__Goal of the exercise__: Summarize the article below about military base closings in two sentences.

__Given text__:
******
- The Washington Times - Monday, February 28, 2005

LEXINGTON PARK, Md. — In his narrow shop across from a gate to the Patuxent River Naval Air Station, shoehorned between offices of big military contracting companies, Charles Morgan cuts hair behind a front window with a spinning barber pole and a “God Bless our Troops” sign.

Customers pay $10 for any style, including the crisp buzz cut Mr. Morgan sculpted recently atop Sam Fulp’s head with swift strokes of his electric shaver. Mr. Fulp works at the Navy base, the source of about 80 percent of the region’s economy and many of Mr. Morgan’s customers.

“If it weren’t for that base, a lot of people would be out of work,” Mr. Morgan said as he trimmed away some stray hairs.

That is why St. Mary’s County, home to the base, and other Maryland communities with military installations anxiously await the latest round of base closings this year. A cut in programs or closure could mean the loss of thousands of jobs, both on a base and in businesses and services that depend on the facility.

Under a process called Base Realignment and Closure, known as BRAC, the Pentagon will review whether to shut down or trim the size of its 425 bases to save money. Defense Secretary Donald H. Rumsfeld has said the military has more bases than it needs, and he hopes to cut up to $7 billion annually.
******
Data excerpts
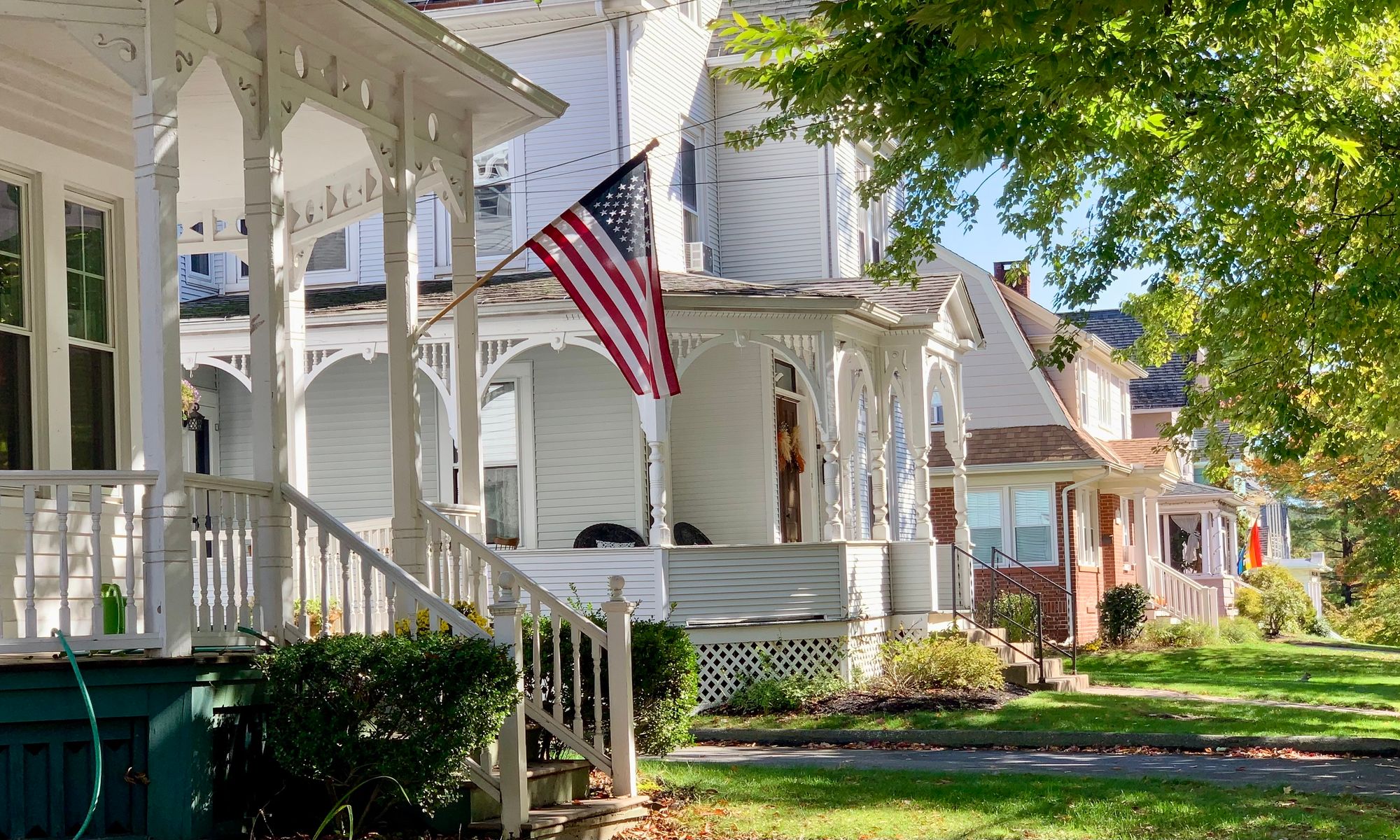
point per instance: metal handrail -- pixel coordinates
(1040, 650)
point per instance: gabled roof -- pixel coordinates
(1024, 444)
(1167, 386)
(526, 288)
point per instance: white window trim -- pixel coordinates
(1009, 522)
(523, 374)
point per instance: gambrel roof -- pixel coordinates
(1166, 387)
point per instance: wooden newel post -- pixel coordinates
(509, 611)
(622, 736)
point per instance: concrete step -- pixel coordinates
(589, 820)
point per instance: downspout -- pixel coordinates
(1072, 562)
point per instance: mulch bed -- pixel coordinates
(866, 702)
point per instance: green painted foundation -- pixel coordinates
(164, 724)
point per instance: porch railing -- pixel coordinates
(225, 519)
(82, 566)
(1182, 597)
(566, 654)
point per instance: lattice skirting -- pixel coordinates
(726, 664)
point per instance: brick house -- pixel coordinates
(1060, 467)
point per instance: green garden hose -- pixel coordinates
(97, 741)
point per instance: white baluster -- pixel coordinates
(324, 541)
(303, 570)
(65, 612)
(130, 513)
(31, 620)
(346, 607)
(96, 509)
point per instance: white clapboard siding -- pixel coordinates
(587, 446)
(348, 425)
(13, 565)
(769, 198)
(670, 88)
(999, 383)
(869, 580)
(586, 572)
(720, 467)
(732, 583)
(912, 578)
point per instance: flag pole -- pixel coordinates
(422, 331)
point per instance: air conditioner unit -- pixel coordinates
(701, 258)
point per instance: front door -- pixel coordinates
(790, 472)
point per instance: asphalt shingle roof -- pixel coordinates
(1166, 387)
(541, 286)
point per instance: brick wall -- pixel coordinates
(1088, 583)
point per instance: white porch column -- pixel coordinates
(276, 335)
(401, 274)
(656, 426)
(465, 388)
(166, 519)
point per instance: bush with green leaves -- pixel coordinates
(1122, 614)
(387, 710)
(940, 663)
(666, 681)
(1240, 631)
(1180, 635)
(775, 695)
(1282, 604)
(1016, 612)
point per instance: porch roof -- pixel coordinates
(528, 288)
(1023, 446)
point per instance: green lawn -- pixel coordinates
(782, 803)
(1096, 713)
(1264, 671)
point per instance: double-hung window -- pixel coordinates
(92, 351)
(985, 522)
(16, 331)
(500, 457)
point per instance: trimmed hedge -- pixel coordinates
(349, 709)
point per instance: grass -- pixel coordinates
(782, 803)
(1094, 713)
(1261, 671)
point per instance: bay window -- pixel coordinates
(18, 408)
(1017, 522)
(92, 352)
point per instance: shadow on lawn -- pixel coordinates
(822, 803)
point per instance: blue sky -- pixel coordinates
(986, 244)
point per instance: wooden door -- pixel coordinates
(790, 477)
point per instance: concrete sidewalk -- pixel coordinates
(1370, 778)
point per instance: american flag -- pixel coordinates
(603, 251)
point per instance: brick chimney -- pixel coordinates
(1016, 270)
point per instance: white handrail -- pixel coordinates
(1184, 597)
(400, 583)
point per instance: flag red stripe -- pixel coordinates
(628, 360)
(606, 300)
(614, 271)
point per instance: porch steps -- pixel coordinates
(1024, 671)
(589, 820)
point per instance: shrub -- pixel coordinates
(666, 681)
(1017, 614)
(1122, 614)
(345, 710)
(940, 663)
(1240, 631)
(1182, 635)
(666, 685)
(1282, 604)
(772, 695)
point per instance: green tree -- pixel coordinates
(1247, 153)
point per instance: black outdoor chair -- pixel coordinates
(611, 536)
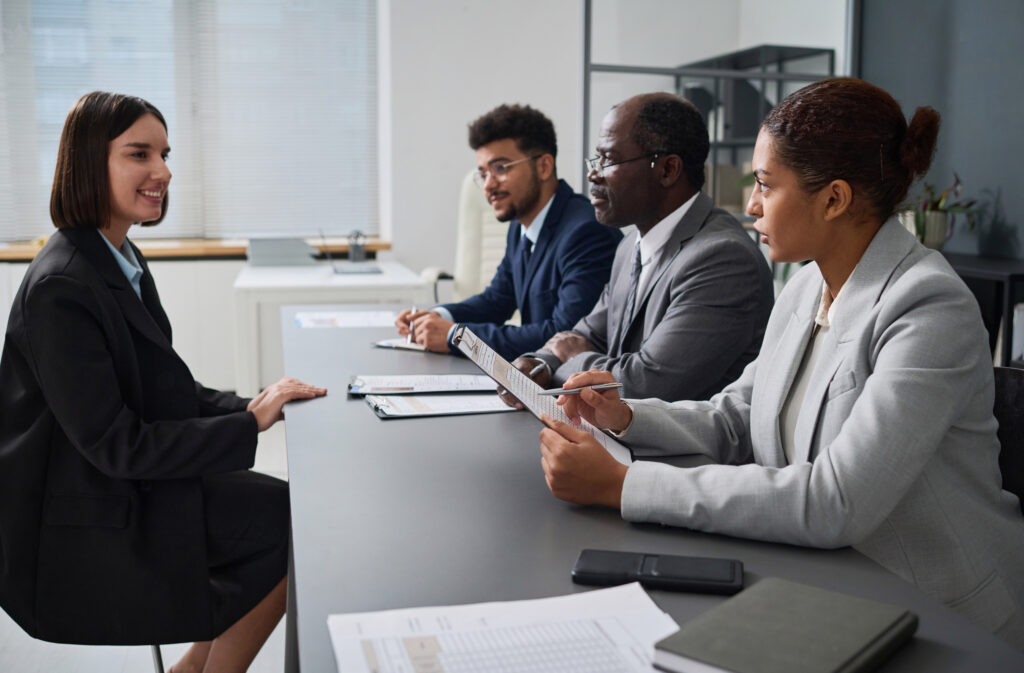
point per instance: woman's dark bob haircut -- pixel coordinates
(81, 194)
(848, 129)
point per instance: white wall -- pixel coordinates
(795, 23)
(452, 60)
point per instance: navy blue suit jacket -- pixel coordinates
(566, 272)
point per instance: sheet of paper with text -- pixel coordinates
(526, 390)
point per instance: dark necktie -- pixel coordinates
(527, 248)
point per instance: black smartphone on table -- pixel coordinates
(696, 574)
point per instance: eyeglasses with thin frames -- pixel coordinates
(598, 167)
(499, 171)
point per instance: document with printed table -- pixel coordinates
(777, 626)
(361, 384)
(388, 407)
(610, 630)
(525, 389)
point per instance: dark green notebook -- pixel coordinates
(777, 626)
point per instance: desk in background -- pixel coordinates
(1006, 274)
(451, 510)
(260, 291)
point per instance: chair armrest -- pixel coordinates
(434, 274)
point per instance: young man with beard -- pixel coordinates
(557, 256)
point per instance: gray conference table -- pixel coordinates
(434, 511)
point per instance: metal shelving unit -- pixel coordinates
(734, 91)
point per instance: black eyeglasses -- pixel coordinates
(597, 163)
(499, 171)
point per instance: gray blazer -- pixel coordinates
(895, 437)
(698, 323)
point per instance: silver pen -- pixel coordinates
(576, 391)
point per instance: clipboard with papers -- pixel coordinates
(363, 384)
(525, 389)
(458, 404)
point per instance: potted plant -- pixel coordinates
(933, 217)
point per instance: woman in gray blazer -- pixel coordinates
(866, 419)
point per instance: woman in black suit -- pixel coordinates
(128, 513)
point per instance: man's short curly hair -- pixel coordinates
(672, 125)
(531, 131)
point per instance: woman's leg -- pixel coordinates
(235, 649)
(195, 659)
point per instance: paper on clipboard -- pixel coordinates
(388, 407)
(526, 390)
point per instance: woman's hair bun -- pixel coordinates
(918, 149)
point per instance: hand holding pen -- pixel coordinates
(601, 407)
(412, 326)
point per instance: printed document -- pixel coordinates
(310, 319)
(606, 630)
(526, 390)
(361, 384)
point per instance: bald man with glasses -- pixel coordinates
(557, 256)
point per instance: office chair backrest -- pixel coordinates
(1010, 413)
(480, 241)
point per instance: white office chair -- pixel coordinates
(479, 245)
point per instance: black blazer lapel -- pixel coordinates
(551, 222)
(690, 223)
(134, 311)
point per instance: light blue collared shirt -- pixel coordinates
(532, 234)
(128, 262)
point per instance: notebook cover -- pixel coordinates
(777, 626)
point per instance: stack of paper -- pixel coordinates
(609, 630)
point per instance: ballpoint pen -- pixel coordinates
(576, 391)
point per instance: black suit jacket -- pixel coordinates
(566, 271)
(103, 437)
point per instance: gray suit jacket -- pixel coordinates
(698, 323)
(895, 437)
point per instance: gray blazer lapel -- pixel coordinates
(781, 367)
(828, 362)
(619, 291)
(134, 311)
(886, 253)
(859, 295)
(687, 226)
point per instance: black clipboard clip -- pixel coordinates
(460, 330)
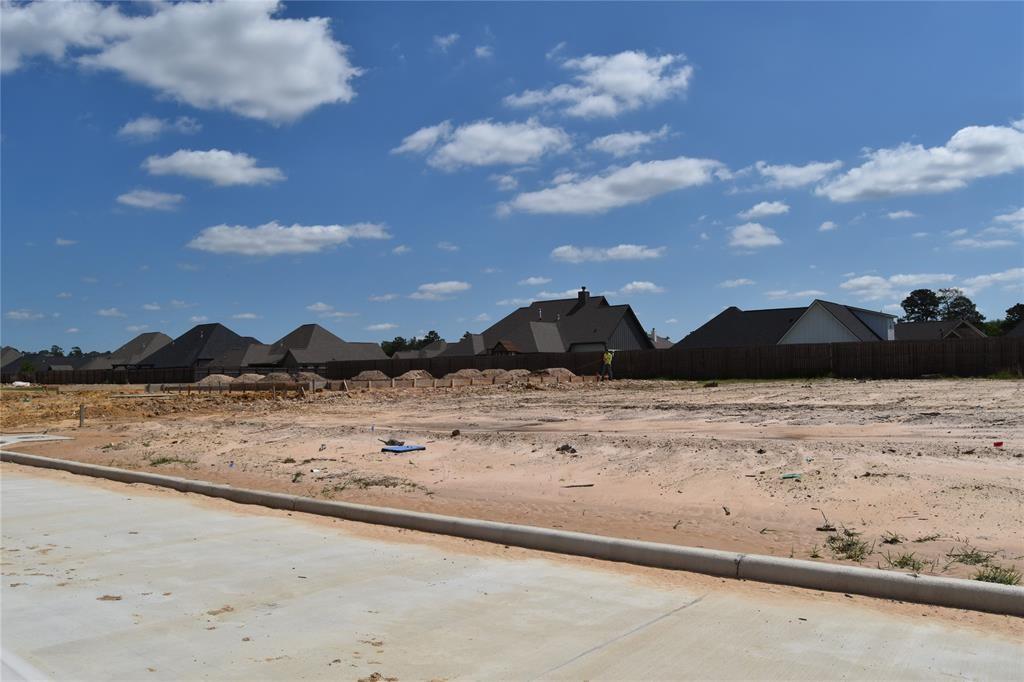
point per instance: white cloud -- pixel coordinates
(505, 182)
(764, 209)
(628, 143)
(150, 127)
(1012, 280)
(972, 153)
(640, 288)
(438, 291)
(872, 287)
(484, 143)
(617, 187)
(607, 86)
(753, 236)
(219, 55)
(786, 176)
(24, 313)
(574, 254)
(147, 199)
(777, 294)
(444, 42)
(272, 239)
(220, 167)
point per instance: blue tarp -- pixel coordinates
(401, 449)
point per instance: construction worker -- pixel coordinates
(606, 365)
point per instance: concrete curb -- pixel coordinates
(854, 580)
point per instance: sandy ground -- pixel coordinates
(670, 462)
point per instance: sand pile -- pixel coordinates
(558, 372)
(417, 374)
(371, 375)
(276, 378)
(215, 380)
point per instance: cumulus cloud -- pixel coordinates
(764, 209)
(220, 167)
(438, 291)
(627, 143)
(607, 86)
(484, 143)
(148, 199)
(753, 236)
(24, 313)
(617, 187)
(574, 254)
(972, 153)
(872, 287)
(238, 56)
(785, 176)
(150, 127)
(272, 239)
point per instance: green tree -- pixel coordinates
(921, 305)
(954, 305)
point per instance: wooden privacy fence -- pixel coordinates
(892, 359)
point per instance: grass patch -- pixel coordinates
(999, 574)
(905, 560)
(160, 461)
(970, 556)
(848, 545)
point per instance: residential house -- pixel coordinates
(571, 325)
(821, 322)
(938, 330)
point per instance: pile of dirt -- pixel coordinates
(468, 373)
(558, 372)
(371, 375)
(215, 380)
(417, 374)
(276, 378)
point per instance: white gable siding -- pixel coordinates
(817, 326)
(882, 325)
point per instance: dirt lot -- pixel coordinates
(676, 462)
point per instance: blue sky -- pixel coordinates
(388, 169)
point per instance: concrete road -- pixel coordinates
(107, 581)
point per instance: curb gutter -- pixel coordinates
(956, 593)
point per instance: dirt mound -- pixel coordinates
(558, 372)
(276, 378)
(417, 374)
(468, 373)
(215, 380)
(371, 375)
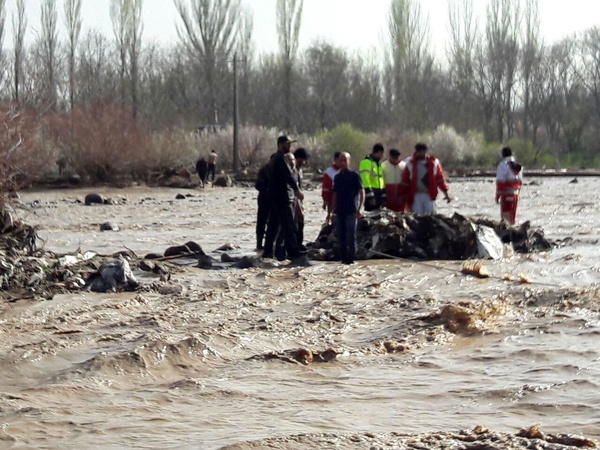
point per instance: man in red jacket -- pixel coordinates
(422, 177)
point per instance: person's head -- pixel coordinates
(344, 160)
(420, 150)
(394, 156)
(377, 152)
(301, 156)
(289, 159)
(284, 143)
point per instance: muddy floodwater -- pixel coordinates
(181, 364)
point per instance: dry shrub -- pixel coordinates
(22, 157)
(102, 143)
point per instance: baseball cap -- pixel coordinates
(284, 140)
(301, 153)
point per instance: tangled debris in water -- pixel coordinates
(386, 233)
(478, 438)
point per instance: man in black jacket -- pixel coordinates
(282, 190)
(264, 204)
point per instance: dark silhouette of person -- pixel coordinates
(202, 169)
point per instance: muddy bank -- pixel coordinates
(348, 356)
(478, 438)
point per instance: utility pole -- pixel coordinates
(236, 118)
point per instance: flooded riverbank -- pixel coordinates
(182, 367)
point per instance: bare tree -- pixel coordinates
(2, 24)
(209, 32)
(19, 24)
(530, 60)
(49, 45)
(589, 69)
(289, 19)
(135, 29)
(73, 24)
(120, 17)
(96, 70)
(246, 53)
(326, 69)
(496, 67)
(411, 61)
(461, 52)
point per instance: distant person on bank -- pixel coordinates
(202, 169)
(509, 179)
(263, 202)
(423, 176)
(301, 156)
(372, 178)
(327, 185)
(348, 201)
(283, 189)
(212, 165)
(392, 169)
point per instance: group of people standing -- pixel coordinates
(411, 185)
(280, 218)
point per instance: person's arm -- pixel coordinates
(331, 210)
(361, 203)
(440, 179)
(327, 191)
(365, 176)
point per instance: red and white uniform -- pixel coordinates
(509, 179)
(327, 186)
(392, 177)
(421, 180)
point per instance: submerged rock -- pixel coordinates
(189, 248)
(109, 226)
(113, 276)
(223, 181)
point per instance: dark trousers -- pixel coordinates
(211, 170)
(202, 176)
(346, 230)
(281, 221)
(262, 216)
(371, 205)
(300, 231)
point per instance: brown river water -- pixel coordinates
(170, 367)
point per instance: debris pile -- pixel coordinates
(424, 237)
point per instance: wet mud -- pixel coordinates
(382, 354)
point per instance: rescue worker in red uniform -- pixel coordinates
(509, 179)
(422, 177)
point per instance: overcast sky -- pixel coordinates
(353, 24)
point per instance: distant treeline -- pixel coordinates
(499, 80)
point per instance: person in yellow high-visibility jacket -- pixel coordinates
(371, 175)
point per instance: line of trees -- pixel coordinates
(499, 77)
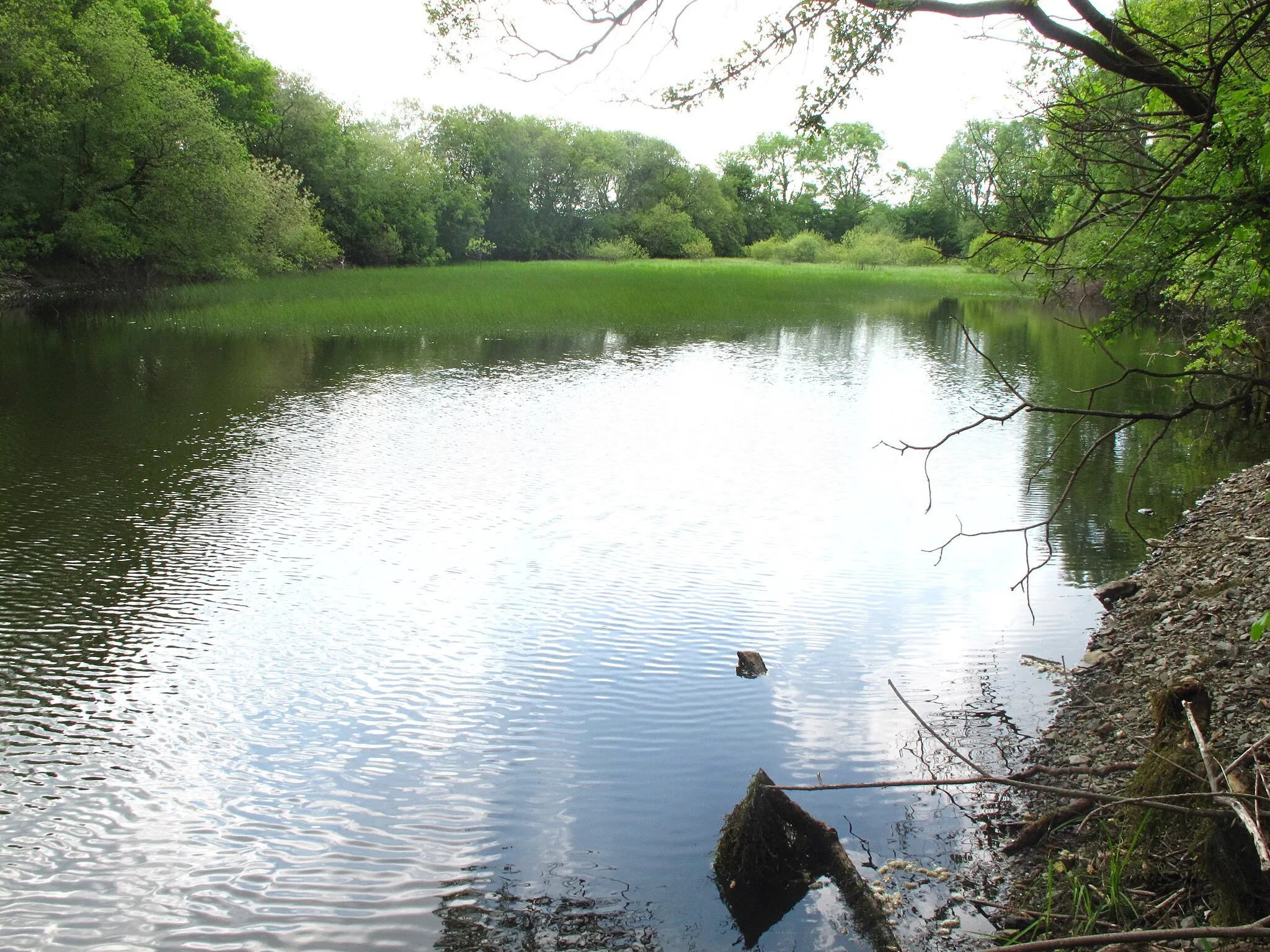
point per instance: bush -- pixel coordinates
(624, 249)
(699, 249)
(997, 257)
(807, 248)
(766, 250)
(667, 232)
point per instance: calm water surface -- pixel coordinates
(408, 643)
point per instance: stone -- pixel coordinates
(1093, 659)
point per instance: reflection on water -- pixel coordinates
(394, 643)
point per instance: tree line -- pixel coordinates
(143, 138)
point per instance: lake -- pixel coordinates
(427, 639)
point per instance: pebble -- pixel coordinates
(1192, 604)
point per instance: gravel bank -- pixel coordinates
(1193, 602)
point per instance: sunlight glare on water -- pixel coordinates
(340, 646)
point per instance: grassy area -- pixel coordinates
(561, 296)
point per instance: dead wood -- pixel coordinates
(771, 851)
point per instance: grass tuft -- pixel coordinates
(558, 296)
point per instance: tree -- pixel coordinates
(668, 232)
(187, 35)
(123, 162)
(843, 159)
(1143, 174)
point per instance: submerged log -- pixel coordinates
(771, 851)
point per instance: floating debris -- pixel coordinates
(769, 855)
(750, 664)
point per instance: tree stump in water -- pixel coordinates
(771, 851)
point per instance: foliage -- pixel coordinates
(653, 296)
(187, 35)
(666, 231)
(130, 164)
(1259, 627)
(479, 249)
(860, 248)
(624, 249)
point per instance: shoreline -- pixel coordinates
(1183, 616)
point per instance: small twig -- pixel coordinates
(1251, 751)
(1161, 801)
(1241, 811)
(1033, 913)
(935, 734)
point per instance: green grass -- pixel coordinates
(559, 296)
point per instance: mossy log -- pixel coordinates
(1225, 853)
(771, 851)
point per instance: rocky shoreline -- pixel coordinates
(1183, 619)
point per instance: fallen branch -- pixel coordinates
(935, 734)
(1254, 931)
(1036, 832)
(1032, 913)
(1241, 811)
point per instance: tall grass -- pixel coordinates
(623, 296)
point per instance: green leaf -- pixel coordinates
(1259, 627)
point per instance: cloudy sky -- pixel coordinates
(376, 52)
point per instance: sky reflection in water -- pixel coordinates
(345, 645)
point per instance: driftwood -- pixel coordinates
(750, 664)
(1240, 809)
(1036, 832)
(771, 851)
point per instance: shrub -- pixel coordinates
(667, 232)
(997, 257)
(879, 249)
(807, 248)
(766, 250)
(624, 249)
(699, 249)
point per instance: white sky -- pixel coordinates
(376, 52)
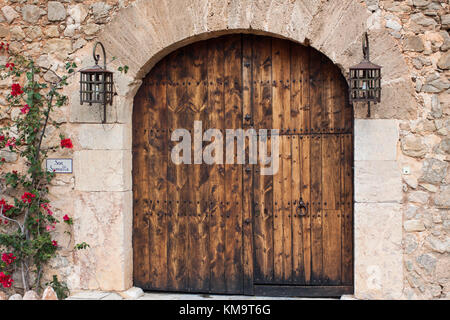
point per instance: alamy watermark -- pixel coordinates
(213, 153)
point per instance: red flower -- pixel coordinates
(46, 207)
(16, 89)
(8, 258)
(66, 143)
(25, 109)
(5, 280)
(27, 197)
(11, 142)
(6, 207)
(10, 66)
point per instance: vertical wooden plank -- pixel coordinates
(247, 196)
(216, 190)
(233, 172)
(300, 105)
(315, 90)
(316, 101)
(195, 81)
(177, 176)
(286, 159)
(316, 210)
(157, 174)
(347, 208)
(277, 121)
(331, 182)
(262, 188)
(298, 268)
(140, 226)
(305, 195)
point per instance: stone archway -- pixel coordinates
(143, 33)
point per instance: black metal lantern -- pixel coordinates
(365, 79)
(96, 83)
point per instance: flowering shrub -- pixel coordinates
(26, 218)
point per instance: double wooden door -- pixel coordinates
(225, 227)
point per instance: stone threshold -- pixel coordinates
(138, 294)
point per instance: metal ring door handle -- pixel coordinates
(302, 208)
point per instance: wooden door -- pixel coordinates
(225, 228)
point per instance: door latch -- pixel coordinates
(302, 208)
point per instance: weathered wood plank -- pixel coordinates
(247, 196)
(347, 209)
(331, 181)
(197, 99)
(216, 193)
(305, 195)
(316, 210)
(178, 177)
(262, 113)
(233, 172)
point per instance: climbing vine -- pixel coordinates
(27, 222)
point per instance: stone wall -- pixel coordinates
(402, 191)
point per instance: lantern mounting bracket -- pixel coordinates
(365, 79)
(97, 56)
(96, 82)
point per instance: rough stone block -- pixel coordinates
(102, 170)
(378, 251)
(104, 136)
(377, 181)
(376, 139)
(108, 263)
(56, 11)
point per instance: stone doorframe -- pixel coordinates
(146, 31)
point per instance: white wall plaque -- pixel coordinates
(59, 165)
******
__Result of the exercise__: In Lexington Park, Md., barber Charles Morgan, whose shop is across from a gate to the Patuxent River Naval Air Station, says many people would be out of work without the base, which is the source of about 80 percent of the region's economy. St. Mary's County and other Maryland communities with military installations anxiously await this year's round of base closings under the Base Realignment and Closure process, in which the Pentagon will review whether to shut down or trim its 425 bases to save money, and Defense Secretary Donald H. Rumsfeld hopes to cut up to $7 billion annually.